EXERCISE DIRECTIONS: Would you return each entry exactly as written, omitting any pictures?

(Photo-based referring expression data)
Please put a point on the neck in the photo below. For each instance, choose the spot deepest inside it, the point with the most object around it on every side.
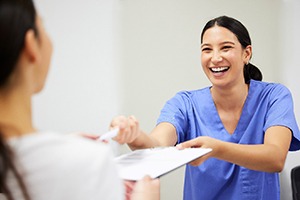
(15, 114)
(230, 99)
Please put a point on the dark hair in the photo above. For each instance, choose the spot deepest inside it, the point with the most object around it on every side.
(16, 18)
(240, 31)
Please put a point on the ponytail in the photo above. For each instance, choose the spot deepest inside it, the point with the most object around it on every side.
(252, 72)
(7, 165)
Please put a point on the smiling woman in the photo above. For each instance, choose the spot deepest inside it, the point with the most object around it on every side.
(241, 118)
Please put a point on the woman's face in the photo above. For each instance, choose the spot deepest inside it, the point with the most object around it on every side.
(223, 57)
(45, 49)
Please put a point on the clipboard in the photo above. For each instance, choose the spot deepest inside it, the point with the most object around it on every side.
(155, 162)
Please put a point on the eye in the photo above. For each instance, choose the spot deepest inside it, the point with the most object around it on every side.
(226, 48)
(206, 49)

REPLY TO THE TASK:
Please put a point on the neck in the photo below. For each instance, choose the spot deepest inside it, the point with the most object around it on every side.
(15, 114)
(230, 99)
Please put a point on the dark hair in the photo above. For each instance, choose the spot deepest inside it, the point with the most object around it on every side.
(16, 18)
(240, 31)
Please put a point on the ponytail in the photo above. For each instance, choose the spot deepest inside it, the point with the most object around it on every side.
(252, 72)
(7, 165)
Please put a point on the smiling woman in the photo above. For each instance, choose the spot deepest inside it, the point with the most object around it on every side.
(241, 118)
Please put a point on the woman's face in the photo above. For each instance, choose the spot deepest inside it, the point with the most object around it on every side.
(223, 57)
(45, 49)
Please put a point on the clipboard in the photo above. For each instance, choose the spot deepest inside it, the point with the most object around it on every side.
(155, 162)
Please put a point on the eye in the photo above. For each instance, choose the spot deepest inside it, the point with the most object around it on every side.
(226, 48)
(206, 49)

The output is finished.